> [DO THIS]: Reproduce every line of the data below verbatim, preserving its order, wording, and punctuation.

> [MATERIAL TO PROCESS]:
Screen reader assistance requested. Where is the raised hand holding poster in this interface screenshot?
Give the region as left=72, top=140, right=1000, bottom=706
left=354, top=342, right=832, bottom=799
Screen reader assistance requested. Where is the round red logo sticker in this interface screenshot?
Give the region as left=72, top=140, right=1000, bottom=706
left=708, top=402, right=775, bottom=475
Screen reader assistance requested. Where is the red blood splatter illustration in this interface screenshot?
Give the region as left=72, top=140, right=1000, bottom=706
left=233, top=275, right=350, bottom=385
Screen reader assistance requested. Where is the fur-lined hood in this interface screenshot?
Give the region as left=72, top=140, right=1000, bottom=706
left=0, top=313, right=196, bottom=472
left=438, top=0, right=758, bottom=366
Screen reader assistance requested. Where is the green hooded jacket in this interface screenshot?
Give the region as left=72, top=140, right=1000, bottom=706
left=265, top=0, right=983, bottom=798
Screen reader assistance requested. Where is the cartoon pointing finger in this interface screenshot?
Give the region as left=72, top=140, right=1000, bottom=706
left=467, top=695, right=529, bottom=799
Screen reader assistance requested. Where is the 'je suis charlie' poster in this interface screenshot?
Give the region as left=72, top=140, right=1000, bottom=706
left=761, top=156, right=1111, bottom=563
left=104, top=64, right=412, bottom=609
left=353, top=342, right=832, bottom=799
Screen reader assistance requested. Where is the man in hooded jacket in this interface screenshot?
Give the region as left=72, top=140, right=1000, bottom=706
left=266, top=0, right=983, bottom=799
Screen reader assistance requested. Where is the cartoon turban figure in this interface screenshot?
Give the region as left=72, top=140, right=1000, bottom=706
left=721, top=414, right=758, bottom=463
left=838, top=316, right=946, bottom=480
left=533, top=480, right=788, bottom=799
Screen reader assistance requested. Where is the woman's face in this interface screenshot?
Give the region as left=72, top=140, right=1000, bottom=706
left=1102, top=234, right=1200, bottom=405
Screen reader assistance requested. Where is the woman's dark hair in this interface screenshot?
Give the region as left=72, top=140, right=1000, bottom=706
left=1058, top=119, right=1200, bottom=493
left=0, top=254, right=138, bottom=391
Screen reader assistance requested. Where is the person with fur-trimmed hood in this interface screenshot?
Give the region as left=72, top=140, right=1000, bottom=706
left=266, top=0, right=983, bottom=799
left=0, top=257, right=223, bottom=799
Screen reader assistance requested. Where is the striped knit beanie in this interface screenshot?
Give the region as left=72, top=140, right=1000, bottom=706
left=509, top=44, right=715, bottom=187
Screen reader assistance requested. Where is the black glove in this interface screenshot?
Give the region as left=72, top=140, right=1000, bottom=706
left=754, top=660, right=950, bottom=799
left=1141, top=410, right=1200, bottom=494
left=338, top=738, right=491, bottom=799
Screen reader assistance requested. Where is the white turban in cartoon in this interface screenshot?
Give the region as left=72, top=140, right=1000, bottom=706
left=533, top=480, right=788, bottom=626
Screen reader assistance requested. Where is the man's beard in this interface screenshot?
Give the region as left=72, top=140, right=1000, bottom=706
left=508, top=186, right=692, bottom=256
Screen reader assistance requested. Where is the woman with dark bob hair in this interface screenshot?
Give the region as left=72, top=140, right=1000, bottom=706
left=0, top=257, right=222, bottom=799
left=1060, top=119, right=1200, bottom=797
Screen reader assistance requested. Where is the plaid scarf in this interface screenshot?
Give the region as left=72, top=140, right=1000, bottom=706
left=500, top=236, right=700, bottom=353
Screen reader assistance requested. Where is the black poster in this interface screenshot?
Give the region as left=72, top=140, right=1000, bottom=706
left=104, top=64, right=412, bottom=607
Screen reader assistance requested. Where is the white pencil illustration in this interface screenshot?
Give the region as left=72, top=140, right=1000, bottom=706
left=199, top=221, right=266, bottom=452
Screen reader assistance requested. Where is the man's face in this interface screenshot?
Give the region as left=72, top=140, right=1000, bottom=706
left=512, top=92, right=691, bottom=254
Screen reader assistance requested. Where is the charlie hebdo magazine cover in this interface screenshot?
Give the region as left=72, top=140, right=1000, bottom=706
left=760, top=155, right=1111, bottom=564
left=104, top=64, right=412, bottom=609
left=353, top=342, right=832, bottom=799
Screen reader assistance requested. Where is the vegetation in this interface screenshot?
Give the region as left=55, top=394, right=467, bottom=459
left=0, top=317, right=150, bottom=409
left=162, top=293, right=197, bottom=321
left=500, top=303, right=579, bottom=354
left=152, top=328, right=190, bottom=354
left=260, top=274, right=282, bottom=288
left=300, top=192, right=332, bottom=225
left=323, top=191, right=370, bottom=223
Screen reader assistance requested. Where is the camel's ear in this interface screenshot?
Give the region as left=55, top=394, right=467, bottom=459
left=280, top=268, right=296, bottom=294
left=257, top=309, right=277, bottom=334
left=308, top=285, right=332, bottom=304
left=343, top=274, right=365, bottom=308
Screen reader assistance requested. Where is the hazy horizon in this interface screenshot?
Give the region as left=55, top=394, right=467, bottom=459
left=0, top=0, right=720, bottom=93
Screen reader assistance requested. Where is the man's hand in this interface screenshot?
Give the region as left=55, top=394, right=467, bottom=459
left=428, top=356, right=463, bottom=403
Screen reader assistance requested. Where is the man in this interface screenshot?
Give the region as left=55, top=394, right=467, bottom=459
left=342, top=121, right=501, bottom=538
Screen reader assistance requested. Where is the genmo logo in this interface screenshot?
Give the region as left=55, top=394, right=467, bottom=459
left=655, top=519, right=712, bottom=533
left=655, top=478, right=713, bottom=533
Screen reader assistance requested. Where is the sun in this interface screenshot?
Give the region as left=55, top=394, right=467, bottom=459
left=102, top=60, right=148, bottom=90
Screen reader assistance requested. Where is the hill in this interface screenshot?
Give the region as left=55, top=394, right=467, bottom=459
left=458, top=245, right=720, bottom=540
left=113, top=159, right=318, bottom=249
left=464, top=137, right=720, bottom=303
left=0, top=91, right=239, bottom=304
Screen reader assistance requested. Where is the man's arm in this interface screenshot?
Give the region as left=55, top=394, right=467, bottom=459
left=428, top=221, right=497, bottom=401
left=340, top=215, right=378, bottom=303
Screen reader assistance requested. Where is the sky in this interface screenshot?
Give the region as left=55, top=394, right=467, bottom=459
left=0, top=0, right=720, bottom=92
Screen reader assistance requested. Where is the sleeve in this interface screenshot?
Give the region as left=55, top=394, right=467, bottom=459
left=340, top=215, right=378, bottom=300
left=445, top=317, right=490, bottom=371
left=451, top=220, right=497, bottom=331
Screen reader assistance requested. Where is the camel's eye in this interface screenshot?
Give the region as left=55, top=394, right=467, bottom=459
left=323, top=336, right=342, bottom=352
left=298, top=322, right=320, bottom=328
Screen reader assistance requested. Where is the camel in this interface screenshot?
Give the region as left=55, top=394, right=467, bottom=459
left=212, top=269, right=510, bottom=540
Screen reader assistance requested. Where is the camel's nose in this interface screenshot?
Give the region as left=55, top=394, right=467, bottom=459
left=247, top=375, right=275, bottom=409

> [EXPECTED OUTPUT]:
Screen reader assistance requested. Where is the raised hand holding poster in this interface screenshot?
Give the region as left=72, top=140, right=1000, bottom=706
left=354, top=342, right=832, bottom=799
Screen reader assistance requested. Where is the round red logo sticker in this interface screenshot?
Give the region as left=72, top=140, right=1000, bottom=706
left=708, top=402, right=775, bottom=475
Screen reader assistance requested. Where is the red blood splatter illustration in this interface screenshot?
Give the region as left=72, top=140, right=1000, bottom=706
left=233, top=275, right=350, bottom=385
Screen reader assistance requested. Where is the fur-lined hood in this interface screenshot?
Give the region as left=72, top=140, right=1000, bottom=706
left=0, top=313, right=196, bottom=472
left=438, top=0, right=758, bottom=366
Screen reader assistance requested. Where is the green hooded jacket in this interface screenshot?
Give the region as left=72, top=140, right=1000, bottom=706
left=265, top=0, right=983, bottom=798
Screen reader assistance requested. Where is the cartoon pointing finger in this interface screenshot?
Give the region as left=72, top=140, right=1000, bottom=706
left=467, top=695, right=529, bottom=799
Screen reader assistance requested. Where is the 'je suis charlie' poster in this interface screenshot?
Give the region as left=72, top=140, right=1000, bottom=706
left=761, top=156, right=1111, bottom=563
left=104, top=64, right=412, bottom=609
left=353, top=342, right=832, bottom=799
Screen reader assistance requested. Where is the man in hooded jacket in this interface screenshot?
Give the region as left=72, top=140, right=1000, bottom=706
left=266, top=0, right=983, bottom=799
Screen reader assistance requested. Where is the cartoon turban figure in this interface screenshot?
Give the region as left=72, top=140, right=1000, bottom=706
left=721, top=414, right=758, bottom=463
left=838, top=316, right=946, bottom=480
left=533, top=480, right=788, bottom=799
Screen reader assistance requested. Where is the woman's face in this interface screenshot?
Give the region as left=72, top=140, right=1000, bottom=706
left=1102, top=234, right=1200, bottom=405
Screen reader assistance requested. Where is the woman's dark hair in this interface screenshot?
Give the region as left=72, top=140, right=1000, bottom=706
left=1058, top=119, right=1200, bottom=493
left=0, top=254, right=138, bottom=391
Screen reader assistance requested. Where is the person with fur-trimmed hood in this interface screenshot?
Give the region as left=72, top=140, right=1000, bottom=706
left=266, top=0, right=983, bottom=799
left=0, top=257, right=223, bottom=799
Screen reader assistance requested. Where is the striped knit beanie in this interface screenshot?
Give the region as left=72, top=140, right=1000, bottom=706
left=509, top=44, right=715, bottom=187
Screen reader assistance requested. Where is the black glove in this interface screenshot?
Give the region as left=72, top=140, right=1000, bottom=706
left=754, top=660, right=950, bottom=799
left=1141, top=410, right=1200, bottom=494
left=338, top=738, right=491, bottom=799
Screen reader assistance requested. Where is the white turban in cartoon in this interface screenshot?
Give the region as left=72, top=140, right=1000, bottom=706
left=533, top=480, right=788, bottom=626
Screen reader assistance requested. Where is the man's beard in this interface screenshot?
Give the region as left=72, top=140, right=1000, bottom=706
left=508, top=186, right=692, bottom=256
Screen reader assistance requested. Where is the woman with dark bob hair in this interface screenshot?
Give the region as left=72, top=140, right=1000, bottom=706
left=0, top=257, right=222, bottom=799
left=1060, top=119, right=1200, bottom=797
Screen reader assistance requested. Where is the plaid scarf in this interface screenshot?
Give the region as left=72, top=140, right=1000, bottom=706
left=500, top=236, right=700, bottom=353
Screen reader assistance requested. Where is the black poster in this interface screenshot?
Give the region as left=72, top=140, right=1000, bottom=706
left=104, top=64, right=412, bottom=607
Screen reader assistance requested. Where is the white pencil illustration in this interface screenshot?
Give the region as left=72, top=140, right=1000, bottom=706
left=199, top=221, right=266, bottom=452
Screen reader assistance requested. Where is the man's face in this interface screenshot?
Give the region as left=72, top=140, right=1000, bottom=706
left=512, top=92, right=691, bottom=254
Screen reader assistance requested. Where is the charlie hebdo magazine cover in this interface screenshot?
Give the region as left=72, top=140, right=1000, bottom=706
left=760, top=155, right=1111, bottom=564
left=104, top=64, right=412, bottom=609
left=353, top=342, right=832, bottom=799
Screen reader assistance requested. Where is the vegetation in this interface screenshot?
Give the region as left=55, top=394, right=467, bottom=459
left=0, top=317, right=150, bottom=409
left=162, top=293, right=197, bottom=321
left=500, top=303, right=579, bottom=354
left=152, top=328, right=190, bottom=354
left=260, top=274, right=282, bottom=288
left=300, top=192, right=332, bottom=225
left=323, top=191, right=370, bottom=223
Screen reader assistance requested. Where is the camel's ear in this interface screenshot?
Give the region as left=55, top=394, right=467, bottom=459
left=280, top=268, right=296, bottom=294
left=257, top=309, right=277, bottom=334
left=308, top=285, right=332, bottom=304
left=343, top=274, right=365, bottom=308
Screen reader assistance requested. Where is the hazy horizon in this interface screenshot?
Give the region as left=55, top=394, right=467, bottom=459
left=0, top=0, right=720, bottom=93
Screen reader assistance requested. Where is the man's hand in this interface screenshot?
Give the region as left=55, top=394, right=467, bottom=459
left=428, top=356, right=463, bottom=403
Screen reader assistance requested. Where is the man in this interface screenshot?
Give the region as left=55, top=394, right=467, bottom=459
left=342, top=121, right=501, bottom=538
Screen reader assistance requested. Where is the genmo logo in this interface screenshot?
Give the region as left=55, top=394, right=467, bottom=459
left=655, top=519, right=712, bottom=533
left=655, top=478, right=713, bottom=533
Screen reader assistance requested. Where is the sun in this interface screenshot?
Give the region as left=55, top=394, right=467, bottom=459
left=102, top=60, right=148, bottom=90
Screen reader assistance requested. Where is the hill in this interface screenshot?
Give the region as left=55, top=394, right=467, bottom=459
left=458, top=245, right=720, bottom=540
left=113, top=159, right=318, bottom=249
left=464, top=137, right=720, bottom=303
left=0, top=91, right=239, bottom=304
Screen reader assistance requested. Where is the man's arm in this interface screenshot?
Give the region as left=55, top=394, right=467, bottom=459
left=428, top=221, right=497, bottom=401
left=340, top=215, right=378, bottom=303
Screen reader assistance requested. Where is the sky in this interface screenshot?
Give the region as left=55, top=394, right=467, bottom=459
left=0, top=0, right=720, bottom=92
Screen reader assistance requested. Where is the sleeve in this interface screenshot?
Give the region as left=55, top=394, right=467, bottom=459
left=340, top=215, right=378, bottom=300
left=445, top=317, right=490, bottom=371
left=451, top=220, right=497, bottom=331
Screen reader assistance requested. Where is the camel's eye in this interface screenshot?
Give the region as left=55, top=394, right=467, bottom=459
left=323, top=336, right=342, bottom=352
left=298, top=322, right=320, bottom=328
Screen reader assistance requested. Where is the camel in this interface screenshot?
Give the region as left=55, top=394, right=467, bottom=459
left=212, top=269, right=510, bottom=540
Screen reader assistance requested. Where is the camel's nose in this interface screenshot?
Give the region as left=55, top=394, right=467, bottom=459
left=247, top=375, right=275, bottom=409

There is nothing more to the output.